▶ [Work instructions]
1. List every person named in the article on intersex rights.
2. Write out the article on intersex rights from "This stigma is" up to and including "from his injuries.".
3. Continue the article on intersex rights from the point where it stops.

▶ [Document extract]
*** Begin section ***

The recent progress in Chile, where there was virtually no intersex movement, is hugely significant. Camilo Godoy Peña, the 26-year-old Chilean human rights defender who was a lead promoter of the new guidance is not intersex himself but has a “love for human rights”. He says that in Chile, which was under dictatorship for 17 years, the word “torture” has a lot of power. “When you say that this kind of treatment under the consent of the state could be torture, it’s really big.”
Godoy Peña is encouraging human rights activists all over the world to use the milestone in Chile to call on their own ministries of health to issue guidelines to help intersex people. “It’s the highest standard of human rights,” he says.
Evidence that the standard medical interventions developed in the US in the 1950s – surgery on babies or children, hormone treatment and ensuring children adhere to gender norms – are damaging has fuelled the calls for new approaches to intersex children.
“In many cases the interventions are the same as female genital mutilation, clitoral reduction or other forms of clitoris cutting – and other interventions on boys as well,” says intersex activist and president of Organisation Intersex International Australia, Morgan Carpenter. “They’re obviously human rights violations. There’s this focus on our genitals, rather than a focus on us as individuals.”
In rural or poorer communities where surgeries are not an option, discrimination comes in other brutally violent forms. According to Julius Kaggwa executive director of SIPD Uganda, an organisation that advocates for intersex rights: “In many African countries, the traditional way of dealing with perceived sexuality ‘abnormalities’ has largely been staying silent – and wishing them away through various kinds of traditional rituals, which often meant killing the intersex infants.”
This stigma is prevalent throughout the continent. In rural Malindi, Kenya, 17-year-old Muhadh Ishmael was born with both male and female genitalia. He was brought up as a girl, but always identified as a boy, which his family could not accept. In December last year, a group of men, thought to be hired by his uncle, drugged him and cut off his penis. He died from his injuries.
Kaggwa says that compared to funding the fight against homophobia or the plight of child soldiers in Africa, “complete indifference [is shown] to life-threatening genital mutilations and infanticide that intersex children suffer”.

*** End section ***

Records from a collection:

*** Begin section ***

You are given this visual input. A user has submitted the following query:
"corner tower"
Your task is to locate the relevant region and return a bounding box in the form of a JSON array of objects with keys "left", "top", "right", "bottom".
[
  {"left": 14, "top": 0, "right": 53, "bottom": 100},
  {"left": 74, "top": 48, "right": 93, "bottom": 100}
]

*** End section ***

▶ [Written responses]
1.
Camilo Godoy Peña
Morgan Carpenter
Julius Kaggwa
Muhadh Ishmael

2.
This stigma is prevalent throughout the continent. In rural Malindi, Kenya, 17-year-old Muhadh Ishmael was born with both male and female genitalia. He was brought up as a girl, but always identified as a boy, which his family could not accept. In December last year, a group of men, thought to be hired by his uncle, drugged him and cut off his penis. He died from his injuries.

3.
Tackling the systematic, societal and cultural abuses against intersex people, the global movement for intersex rights has been an uphill battle. Not only is it a very poorly-funded movement, but there is a global lack of knowledge and understanding; the UN high commissioner for human rights, Zeid Ra’ad al-Hussein, even admitted he knew little about intersex people before he started his role. Cabral believes “it’s not that intersex people are not speaking, but that the non-intersex people are not listening”.
However, this seems to be changing. “The intersex movement is consolidated and strengthened, and intersex voices are rising up and fighting for their rights,” says Costa Rican intersex rights activist Natasha Jiménez. “This will help us to see more initiatives of this kind around the world.”
There are signs of hope. In Uganda, Kaggwa says that through engagement some local leaders are becoming more empathetic to intersex issues. In 2013, Brujula Intersexual formed to provide a meeting point for Latin American intersex people and information in Spanish. Last year, the UN released a report that condemned violence (doc) against intersex people, and in September 2015, the UN met for the first time to discuss intersex rights.
“Intersex activism is focused on the future,” Cabral says. “There’s not much that we can change about our own lives, but we want to prevent other people from going through the same processes. I hope for full recognition of intersex as a human rights issue. We want to believe that once you tell the truth, people are going to react in the ethical way.”